● **CONSIGNE DE TRAVAIL**
Recopiez intégralement le texte consacré au boxeur Yazid Amghar, sans en modifier un seul mot ni un seul signe.

═════ TEXTE DE L'EXERCICE ═════

« On m’a déjà comparé à Luffy, le personnage de manga ! Un jour, il faudra que je mette un chapeau de paille et un short bleu, comme lui, avant de monter sur le ring », s’exclame Yazid Amghar.

Le boxeur professionnel de 26 ans, invaincu en 15 combats, a « des bras télescopiques », confirme son coach, Marcel Denis. « Il est véloce, explosif, très rapide de bras », ajoute celui qui le suit depuis le début de sa carrière professionnelle. Jean-Louis Mandangue, le responsable du club de boxe d’Aulnay, vante ses « très belles qualités de déplacement, héritées de sa pratique en pieds-poings » et son sens de l’esquive. Des réflexes appris tout petit, « pour éviter les claques », lance Yazid en riant. Dernier d’une fratrie de quatre, choyé, Yazid est un enfant turbulent. Son père lui achète un punching-ball à quatre ans pour qu’il arrête de frapper autour de lui. On l’inscrit au judo, au football, au tennis de table, au volley. Son grand frère Kader lui conseille un jour de monter les étages du gymnase Jesse-Owens de Bobigny, où il grandit, pour essayer la boxe. « Moi qui avais du mal à canaliser mon énergie, qui n’arrivait pas à me concentrer à l’école, pour la première fois, je me suis focalisé sur l’énoncé de l’entraîneur », raconte Yazid. Il a 12 ans, et le déclic. « Dans les sports collectifs, je ne voulais tellement pas perdre que je me fâchais contre mes coéquipiers. Là, je pouvais compter sur moi-même sans dépendre de personne ».

═════ DONNÉES FOURNIES ═════

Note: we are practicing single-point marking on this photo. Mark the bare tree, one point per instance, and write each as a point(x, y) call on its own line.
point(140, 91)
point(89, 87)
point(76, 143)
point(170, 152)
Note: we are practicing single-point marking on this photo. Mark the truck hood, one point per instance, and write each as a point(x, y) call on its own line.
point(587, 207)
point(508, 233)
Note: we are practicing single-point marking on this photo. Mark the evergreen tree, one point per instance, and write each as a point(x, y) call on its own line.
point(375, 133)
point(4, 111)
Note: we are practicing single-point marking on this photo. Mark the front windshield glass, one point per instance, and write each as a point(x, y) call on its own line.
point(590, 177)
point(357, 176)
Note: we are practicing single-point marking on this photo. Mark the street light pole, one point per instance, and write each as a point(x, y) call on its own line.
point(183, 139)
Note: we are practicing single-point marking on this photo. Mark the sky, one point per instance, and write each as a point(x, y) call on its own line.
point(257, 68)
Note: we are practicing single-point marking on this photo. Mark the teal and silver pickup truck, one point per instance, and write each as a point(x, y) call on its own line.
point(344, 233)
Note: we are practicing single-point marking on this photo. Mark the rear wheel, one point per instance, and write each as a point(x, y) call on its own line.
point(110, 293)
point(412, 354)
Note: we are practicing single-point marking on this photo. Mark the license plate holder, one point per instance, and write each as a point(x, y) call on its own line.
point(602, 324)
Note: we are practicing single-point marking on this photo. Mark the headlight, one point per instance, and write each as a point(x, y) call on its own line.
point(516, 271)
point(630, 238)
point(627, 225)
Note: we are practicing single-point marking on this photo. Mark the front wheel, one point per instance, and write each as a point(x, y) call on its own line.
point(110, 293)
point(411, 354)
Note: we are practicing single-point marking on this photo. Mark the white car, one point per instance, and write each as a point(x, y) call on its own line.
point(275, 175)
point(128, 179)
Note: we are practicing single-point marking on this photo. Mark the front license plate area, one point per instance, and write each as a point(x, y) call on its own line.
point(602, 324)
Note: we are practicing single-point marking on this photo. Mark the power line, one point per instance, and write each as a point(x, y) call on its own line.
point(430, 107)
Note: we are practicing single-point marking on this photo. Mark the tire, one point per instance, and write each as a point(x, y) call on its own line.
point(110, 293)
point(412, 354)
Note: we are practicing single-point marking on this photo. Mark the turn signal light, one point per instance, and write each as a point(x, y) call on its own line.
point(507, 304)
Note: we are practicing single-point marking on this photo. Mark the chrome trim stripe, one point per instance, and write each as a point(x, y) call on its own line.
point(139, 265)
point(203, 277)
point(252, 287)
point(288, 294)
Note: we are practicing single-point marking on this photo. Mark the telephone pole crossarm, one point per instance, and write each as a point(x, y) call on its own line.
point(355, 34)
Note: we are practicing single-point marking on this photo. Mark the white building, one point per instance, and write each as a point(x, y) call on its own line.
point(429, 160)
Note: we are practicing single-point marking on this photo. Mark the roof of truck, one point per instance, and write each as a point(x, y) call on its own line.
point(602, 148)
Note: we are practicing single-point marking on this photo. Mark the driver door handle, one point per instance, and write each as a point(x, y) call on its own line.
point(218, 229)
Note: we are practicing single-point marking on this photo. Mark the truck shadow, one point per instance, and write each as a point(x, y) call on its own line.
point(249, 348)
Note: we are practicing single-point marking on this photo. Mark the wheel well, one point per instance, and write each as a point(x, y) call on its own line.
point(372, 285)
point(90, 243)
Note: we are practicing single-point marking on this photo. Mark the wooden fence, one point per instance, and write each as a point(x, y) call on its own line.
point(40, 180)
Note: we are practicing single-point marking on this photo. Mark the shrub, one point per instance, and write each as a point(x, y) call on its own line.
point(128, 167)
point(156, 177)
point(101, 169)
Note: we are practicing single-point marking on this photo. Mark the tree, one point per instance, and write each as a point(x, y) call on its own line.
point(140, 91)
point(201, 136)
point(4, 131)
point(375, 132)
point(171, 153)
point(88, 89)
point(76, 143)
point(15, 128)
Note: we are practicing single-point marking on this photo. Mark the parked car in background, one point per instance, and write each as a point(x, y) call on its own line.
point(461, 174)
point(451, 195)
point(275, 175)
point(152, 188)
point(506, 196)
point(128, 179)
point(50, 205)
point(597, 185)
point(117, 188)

═════

● **ZONE DE RÉPONSE**
« On m’a déjà comparé à Luffy, le personnage de manga ! Un jour, il faudra que je mette un chapeau de paille et un short bleu, comme lui, avant de monter sur le ring », s’exclame Yazid Amghar.

Le boxeur professionnel de 26 ans, invaincu en 15 combats, a « des bras télescopiques », confirme son coach, Marcel Denis. « Il est véloce, explosif, très rapide de bras », ajoute celui qui le suit depuis le début de sa carrière professionnelle. Jean-Louis Mandangue, le responsable du club de boxe d’Aulnay, vante ses « très belles qualités de déplacement, héritées de sa pratique en pieds-poings » et son sens de l’esquive. Des réflexes appris tout petit, « pour éviter les claques », lance Yazid en riant. Dernier d’une fratrie de quatre, choyé, Yazid est un enfant turbulent. Son père lui achète un punching-ball à quatre ans pour qu’il arrête de frapper autour de lui. On l’inscrit au judo, au football, au tennis de table, au volley. Son grand frère Kader lui conseille un jour de monter les étages du gymnase Jesse-Owens de Bobigny, où il grandit, pour essayer la boxe. « Moi qui avais du mal à canaliser mon énergie, qui n’arrivait pas à me concentrer à l’école, pour la première fois, je me suis focalisé sur l’énoncé de l’entraîneur », raconte Yazid. Il a 12 ans, et le déclic. « Dans les sports collectifs, je ne voulais tellement pas perdre que je me fâchais contre mes coéquipiers. Là, je pouvais compter sur moi-même sans dépendre de personne ».